[Segmentation annotation records]
>> start

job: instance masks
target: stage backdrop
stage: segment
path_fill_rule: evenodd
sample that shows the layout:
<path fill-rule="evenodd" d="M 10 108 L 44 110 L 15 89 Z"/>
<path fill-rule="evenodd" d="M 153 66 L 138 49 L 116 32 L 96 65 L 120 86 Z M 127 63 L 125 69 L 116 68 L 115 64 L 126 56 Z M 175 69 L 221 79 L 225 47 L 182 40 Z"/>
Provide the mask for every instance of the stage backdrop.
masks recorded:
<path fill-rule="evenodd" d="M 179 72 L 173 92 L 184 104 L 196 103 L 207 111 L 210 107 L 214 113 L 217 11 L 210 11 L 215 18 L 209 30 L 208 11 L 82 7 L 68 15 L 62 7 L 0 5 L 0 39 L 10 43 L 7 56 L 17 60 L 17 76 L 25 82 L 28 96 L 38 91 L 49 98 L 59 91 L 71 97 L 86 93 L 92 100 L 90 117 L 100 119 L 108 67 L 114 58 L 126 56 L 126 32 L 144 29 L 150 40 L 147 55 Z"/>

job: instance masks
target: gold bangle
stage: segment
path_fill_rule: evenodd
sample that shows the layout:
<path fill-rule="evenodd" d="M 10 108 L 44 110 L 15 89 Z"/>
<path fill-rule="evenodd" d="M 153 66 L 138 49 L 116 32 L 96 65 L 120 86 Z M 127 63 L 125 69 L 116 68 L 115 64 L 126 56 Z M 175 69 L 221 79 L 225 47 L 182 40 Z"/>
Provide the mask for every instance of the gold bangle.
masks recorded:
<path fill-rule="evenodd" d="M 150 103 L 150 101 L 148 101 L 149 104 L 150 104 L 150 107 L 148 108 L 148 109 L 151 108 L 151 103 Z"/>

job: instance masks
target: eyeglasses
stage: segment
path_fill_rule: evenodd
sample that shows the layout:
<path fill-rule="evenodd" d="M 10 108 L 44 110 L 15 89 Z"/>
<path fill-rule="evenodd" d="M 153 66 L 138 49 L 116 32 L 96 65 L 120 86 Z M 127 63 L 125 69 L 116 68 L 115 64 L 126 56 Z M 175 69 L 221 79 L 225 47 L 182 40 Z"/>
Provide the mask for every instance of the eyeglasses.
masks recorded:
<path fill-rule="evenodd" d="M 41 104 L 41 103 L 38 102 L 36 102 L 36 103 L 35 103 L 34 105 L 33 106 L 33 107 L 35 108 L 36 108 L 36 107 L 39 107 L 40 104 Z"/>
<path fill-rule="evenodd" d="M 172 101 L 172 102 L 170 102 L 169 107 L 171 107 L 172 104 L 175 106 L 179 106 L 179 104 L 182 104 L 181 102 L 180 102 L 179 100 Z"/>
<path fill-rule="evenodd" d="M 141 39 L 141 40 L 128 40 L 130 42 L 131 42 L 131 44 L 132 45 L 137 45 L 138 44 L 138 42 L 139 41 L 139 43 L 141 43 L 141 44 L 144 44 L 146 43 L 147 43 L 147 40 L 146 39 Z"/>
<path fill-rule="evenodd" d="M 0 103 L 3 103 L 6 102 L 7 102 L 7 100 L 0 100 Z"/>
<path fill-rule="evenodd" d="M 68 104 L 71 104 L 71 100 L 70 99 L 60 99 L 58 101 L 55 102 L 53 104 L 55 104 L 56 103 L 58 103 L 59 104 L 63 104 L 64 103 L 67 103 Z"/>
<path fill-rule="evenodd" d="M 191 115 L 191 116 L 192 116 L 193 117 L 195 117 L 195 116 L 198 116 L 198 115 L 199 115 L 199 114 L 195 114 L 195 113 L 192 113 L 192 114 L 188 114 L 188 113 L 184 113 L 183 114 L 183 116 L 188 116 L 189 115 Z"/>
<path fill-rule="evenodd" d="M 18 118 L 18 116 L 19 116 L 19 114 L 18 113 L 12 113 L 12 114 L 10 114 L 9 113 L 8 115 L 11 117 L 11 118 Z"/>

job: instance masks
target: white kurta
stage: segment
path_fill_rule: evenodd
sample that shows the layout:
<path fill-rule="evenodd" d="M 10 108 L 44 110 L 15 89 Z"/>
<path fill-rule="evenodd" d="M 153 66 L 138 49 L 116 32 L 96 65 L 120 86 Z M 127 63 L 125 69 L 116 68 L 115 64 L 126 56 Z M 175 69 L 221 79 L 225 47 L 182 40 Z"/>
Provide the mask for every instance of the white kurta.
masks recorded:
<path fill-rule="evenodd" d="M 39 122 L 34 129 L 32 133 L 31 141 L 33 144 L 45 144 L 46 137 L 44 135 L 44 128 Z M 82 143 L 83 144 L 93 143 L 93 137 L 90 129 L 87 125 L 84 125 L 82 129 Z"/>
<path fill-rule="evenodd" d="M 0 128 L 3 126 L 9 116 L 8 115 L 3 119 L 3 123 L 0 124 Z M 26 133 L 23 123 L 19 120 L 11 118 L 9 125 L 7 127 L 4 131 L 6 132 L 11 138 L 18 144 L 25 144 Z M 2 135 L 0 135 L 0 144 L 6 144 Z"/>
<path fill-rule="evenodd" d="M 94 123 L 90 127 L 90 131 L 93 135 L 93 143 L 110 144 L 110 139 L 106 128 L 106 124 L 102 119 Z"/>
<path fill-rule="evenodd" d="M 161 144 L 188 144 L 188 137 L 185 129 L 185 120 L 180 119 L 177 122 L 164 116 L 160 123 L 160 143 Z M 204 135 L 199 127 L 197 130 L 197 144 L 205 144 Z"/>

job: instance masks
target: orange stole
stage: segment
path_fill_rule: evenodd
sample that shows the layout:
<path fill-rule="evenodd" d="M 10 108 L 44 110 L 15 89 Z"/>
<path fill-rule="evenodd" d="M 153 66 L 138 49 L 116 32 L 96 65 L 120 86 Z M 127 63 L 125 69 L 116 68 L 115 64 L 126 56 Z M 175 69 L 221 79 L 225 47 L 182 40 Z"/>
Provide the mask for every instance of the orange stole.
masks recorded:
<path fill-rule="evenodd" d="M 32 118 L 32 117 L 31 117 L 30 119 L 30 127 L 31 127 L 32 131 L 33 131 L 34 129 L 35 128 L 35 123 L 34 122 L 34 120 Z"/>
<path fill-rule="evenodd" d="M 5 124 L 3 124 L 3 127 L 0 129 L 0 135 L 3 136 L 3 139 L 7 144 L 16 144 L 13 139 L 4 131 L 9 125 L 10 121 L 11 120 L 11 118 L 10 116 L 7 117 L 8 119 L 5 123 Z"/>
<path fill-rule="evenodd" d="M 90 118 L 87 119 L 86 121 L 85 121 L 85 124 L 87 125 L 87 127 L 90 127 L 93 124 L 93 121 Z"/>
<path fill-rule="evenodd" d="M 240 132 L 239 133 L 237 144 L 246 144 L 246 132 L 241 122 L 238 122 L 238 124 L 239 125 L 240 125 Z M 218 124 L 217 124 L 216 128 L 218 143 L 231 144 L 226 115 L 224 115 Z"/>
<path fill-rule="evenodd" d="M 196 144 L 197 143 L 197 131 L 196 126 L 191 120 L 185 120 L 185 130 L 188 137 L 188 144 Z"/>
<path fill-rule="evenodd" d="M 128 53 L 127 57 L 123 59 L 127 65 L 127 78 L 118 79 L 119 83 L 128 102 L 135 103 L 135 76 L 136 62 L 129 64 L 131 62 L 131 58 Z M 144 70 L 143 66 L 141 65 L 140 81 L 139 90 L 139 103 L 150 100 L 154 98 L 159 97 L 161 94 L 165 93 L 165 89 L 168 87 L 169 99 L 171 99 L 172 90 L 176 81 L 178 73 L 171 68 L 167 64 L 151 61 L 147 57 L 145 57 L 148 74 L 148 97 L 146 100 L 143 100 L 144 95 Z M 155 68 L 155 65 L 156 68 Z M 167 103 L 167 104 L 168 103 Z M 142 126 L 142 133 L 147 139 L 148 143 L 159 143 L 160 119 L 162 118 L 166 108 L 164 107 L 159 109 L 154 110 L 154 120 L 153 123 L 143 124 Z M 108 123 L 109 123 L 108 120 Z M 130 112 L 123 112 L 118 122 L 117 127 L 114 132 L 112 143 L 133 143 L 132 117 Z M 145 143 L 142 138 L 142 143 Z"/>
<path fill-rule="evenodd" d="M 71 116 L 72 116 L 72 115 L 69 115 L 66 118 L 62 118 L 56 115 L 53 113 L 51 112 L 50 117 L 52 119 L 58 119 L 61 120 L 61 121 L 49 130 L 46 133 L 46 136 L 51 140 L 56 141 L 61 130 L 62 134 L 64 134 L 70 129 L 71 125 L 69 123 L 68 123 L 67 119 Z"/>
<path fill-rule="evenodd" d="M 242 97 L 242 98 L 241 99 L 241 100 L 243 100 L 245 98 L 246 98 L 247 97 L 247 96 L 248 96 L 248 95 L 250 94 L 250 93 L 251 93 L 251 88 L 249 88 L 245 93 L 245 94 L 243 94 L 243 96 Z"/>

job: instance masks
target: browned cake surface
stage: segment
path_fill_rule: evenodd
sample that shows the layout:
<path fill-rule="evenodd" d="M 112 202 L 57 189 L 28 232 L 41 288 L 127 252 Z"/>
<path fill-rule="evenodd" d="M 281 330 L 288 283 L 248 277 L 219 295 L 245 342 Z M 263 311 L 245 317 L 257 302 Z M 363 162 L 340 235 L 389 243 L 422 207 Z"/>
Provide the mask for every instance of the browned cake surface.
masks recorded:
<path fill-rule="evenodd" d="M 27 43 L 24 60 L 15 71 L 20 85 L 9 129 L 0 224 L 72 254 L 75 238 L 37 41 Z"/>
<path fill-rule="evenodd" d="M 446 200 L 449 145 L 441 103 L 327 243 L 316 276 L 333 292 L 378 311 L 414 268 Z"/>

>> end

**YOUR GOAL**
How many lines in the data above contain the string "white", with case taken into account? Tally them and reply with the number alone.

**SOLUTION FOR THIS TASK**
2